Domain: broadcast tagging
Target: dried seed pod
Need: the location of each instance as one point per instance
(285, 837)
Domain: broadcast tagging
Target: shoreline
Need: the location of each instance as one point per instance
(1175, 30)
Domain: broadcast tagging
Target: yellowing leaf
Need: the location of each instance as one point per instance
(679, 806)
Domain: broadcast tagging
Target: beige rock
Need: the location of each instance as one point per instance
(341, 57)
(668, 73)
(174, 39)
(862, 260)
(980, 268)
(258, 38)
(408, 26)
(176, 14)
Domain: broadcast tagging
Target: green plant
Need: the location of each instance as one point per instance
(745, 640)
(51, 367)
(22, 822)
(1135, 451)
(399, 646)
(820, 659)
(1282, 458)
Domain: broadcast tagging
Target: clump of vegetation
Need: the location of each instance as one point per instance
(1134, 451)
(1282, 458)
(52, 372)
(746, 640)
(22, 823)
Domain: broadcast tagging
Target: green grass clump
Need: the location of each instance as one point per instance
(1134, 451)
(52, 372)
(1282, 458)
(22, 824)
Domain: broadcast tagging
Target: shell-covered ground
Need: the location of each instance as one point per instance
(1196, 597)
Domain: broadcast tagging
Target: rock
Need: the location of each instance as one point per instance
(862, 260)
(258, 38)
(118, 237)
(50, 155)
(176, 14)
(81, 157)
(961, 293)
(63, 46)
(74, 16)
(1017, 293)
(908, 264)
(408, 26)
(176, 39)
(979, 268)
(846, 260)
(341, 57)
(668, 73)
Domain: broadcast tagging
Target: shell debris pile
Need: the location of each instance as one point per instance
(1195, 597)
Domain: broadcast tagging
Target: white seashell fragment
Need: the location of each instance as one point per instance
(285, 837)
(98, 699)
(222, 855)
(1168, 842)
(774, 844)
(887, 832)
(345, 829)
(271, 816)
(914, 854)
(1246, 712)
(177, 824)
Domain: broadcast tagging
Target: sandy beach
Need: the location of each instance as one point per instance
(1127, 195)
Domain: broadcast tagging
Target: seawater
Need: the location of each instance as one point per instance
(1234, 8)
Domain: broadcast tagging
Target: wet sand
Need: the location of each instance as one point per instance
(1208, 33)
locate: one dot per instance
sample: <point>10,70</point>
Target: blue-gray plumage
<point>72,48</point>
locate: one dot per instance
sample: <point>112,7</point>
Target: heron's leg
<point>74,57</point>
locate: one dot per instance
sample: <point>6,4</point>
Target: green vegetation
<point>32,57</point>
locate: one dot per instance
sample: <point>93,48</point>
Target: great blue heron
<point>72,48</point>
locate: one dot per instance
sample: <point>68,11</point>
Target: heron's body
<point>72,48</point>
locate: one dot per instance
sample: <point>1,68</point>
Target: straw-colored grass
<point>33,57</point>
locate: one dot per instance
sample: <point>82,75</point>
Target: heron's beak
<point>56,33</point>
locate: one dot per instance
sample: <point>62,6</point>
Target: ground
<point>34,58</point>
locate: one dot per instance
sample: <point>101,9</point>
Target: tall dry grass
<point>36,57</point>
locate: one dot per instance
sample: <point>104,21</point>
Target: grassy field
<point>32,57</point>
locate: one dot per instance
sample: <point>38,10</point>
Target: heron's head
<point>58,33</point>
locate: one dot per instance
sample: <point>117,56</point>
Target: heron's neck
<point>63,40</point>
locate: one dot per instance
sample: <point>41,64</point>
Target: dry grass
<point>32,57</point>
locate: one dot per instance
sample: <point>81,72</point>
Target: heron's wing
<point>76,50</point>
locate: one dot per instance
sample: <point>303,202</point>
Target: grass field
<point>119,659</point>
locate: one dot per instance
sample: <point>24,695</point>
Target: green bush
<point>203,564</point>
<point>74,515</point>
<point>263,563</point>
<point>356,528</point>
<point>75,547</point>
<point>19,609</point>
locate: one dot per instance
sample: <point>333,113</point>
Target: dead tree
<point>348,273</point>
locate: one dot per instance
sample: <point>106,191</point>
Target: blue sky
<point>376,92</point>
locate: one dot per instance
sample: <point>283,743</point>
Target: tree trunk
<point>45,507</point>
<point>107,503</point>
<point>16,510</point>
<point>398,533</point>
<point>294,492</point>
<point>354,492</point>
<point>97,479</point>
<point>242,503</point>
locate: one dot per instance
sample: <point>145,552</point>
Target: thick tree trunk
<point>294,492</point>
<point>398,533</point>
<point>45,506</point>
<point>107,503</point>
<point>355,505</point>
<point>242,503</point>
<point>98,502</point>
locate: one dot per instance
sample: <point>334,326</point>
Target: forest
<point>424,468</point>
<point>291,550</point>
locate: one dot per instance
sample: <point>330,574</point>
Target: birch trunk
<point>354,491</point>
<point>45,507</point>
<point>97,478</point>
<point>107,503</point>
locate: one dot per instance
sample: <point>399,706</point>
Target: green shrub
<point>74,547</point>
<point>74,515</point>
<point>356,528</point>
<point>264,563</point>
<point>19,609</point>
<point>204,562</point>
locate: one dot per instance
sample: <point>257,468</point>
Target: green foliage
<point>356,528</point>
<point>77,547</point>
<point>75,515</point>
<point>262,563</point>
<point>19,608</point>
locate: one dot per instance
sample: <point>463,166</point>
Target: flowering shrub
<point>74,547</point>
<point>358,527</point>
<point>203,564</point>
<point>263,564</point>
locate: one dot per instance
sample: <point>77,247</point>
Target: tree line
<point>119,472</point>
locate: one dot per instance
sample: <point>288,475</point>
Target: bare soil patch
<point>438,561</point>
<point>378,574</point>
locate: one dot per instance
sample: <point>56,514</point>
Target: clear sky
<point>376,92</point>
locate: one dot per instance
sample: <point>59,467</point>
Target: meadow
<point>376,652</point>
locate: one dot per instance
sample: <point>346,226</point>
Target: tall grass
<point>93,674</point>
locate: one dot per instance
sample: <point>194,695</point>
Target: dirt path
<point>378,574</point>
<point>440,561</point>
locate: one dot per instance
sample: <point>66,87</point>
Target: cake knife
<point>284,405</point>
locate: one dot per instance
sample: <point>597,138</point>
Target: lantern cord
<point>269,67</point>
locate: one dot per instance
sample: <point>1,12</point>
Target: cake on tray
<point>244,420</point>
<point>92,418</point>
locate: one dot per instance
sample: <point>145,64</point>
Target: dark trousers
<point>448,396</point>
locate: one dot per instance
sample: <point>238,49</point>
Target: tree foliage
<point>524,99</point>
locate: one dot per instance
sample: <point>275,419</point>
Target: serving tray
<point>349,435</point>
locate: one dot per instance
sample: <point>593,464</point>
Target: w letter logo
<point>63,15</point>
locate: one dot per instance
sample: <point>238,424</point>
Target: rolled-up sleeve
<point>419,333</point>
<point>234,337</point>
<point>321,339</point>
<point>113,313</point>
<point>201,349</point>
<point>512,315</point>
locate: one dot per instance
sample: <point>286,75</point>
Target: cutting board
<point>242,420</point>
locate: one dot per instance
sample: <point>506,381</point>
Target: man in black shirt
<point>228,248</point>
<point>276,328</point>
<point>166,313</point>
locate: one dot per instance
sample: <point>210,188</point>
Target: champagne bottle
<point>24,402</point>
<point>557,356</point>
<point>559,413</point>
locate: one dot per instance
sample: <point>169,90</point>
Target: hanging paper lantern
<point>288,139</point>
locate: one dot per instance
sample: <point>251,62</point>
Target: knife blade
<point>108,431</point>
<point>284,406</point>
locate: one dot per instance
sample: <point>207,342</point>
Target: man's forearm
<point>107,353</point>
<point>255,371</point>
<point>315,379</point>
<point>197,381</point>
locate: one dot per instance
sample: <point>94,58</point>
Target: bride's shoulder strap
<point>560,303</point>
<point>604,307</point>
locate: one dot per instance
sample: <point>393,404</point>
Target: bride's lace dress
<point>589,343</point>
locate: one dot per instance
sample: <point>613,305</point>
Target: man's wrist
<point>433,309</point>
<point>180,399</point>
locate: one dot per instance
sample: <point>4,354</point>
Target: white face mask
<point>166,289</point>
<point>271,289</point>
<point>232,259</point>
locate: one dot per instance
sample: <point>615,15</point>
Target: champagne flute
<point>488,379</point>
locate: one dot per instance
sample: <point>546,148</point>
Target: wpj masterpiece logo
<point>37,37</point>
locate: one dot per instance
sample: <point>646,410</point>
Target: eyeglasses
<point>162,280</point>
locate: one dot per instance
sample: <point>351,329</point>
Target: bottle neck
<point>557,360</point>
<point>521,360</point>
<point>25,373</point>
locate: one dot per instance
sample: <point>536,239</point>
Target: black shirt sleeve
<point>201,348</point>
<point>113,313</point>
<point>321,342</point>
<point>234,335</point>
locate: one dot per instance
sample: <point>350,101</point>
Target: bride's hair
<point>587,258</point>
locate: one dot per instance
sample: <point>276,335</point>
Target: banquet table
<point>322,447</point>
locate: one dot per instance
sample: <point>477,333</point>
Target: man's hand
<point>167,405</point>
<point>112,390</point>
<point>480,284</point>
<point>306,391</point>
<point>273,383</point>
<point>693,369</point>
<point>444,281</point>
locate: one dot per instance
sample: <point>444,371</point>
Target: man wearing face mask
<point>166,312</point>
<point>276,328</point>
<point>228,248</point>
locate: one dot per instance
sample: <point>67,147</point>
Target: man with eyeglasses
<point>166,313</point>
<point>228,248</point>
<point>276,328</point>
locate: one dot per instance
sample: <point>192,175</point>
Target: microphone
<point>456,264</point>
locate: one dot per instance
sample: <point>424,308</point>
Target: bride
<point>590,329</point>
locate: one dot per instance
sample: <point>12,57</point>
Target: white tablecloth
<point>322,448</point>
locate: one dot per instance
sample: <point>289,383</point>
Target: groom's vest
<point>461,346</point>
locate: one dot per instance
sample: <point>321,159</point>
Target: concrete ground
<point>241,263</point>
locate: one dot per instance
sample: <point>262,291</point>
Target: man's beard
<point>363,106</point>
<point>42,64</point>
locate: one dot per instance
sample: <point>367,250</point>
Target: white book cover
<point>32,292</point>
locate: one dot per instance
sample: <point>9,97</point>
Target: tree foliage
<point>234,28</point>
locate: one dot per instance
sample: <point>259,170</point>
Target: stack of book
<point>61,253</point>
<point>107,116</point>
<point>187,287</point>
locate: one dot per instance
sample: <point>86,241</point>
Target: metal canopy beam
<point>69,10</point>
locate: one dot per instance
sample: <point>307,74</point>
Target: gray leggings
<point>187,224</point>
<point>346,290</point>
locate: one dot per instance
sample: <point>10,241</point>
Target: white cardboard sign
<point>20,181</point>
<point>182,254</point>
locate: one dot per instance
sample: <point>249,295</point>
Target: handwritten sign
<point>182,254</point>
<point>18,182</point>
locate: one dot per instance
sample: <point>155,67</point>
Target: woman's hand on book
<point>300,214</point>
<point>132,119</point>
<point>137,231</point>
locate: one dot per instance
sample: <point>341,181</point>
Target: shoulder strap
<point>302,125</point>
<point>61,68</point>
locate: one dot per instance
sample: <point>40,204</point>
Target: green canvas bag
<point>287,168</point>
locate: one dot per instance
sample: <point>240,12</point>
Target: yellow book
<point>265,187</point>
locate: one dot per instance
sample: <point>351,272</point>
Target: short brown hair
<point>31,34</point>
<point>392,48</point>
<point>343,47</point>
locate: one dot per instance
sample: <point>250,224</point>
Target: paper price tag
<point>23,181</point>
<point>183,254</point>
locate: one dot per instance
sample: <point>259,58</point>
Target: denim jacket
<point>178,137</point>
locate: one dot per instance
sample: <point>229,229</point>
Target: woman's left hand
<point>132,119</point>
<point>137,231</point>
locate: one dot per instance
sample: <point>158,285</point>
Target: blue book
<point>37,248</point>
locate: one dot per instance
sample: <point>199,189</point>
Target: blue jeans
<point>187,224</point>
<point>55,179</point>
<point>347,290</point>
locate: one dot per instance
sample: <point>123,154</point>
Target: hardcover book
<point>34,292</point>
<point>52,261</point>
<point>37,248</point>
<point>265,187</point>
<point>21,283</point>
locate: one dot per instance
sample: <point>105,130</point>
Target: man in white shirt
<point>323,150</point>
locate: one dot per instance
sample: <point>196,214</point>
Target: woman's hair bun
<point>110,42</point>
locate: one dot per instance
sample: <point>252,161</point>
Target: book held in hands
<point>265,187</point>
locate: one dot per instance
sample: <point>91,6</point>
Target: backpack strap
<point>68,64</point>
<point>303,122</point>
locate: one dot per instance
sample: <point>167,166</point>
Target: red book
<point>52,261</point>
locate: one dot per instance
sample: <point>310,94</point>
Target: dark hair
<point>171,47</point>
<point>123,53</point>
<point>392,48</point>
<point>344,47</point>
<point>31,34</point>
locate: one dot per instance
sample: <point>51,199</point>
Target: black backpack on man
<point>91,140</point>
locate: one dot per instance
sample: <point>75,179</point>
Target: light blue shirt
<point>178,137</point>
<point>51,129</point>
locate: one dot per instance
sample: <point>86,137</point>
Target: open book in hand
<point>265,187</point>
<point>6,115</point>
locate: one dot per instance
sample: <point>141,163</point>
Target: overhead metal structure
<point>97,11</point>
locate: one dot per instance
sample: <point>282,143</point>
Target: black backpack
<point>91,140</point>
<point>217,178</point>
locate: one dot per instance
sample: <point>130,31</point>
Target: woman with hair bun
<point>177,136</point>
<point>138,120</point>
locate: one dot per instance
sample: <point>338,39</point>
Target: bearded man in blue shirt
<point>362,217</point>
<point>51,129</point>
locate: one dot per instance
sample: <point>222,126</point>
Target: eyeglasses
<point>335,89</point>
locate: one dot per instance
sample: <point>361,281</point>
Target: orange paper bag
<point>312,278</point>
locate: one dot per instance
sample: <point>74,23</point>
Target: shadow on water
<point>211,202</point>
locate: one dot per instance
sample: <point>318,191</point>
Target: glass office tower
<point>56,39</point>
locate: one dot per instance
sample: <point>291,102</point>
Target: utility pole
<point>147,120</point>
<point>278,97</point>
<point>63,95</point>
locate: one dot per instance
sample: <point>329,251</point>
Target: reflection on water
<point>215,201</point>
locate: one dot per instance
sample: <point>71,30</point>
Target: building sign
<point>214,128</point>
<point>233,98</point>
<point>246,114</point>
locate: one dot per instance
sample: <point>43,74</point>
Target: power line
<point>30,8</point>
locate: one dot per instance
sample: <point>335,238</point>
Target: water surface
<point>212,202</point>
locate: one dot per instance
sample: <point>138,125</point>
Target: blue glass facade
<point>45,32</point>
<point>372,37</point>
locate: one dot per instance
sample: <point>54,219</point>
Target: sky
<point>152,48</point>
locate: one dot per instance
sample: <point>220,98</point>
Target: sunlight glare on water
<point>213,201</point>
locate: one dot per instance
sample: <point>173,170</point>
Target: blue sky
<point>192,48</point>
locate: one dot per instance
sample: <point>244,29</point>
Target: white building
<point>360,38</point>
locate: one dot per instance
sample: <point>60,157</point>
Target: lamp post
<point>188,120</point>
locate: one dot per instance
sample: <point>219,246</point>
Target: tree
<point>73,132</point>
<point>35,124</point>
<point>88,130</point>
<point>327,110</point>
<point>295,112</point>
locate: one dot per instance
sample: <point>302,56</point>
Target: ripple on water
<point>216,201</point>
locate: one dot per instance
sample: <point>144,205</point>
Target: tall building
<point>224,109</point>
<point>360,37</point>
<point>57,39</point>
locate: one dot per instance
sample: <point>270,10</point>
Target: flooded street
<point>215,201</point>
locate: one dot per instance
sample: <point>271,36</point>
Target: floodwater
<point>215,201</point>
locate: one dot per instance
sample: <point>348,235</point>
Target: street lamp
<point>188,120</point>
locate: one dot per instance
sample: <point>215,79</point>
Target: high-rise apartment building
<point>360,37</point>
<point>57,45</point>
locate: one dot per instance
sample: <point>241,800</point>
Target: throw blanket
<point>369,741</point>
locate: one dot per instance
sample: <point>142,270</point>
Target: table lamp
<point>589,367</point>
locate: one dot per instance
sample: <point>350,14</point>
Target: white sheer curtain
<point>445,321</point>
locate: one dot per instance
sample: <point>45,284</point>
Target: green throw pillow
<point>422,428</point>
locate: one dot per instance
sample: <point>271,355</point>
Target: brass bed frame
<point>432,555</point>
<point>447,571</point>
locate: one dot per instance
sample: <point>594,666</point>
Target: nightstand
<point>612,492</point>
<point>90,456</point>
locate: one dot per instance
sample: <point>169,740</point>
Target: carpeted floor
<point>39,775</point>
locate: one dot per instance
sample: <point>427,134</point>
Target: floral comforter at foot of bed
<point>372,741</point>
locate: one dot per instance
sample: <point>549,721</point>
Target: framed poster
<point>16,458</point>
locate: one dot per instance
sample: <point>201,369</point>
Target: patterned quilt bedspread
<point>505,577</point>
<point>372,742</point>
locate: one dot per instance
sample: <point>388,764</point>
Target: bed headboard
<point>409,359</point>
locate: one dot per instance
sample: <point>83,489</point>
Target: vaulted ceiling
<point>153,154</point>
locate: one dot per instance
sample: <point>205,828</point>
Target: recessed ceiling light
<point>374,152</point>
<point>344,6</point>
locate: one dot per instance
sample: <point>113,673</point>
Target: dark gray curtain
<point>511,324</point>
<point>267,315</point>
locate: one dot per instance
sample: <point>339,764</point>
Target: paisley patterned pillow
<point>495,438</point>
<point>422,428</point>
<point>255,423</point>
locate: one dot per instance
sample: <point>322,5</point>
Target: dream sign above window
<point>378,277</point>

§

> **TO DO**
Please give an exact copy of the lines above, beginning with the line containing "sample: <point>81,72</point>" and running through the line containing "sample: <point>24,695</point>", and of no other lines.

> **OUTPUT OF THE EXERCISE**
sample: <point>81,72</point>
Target: heron's wing
<point>76,50</point>
locate: one dot per instance
sample: <point>303,202</point>
Target: grass field
<point>119,659</point>
locate: one dot per instance
sample: <point>24,695</point>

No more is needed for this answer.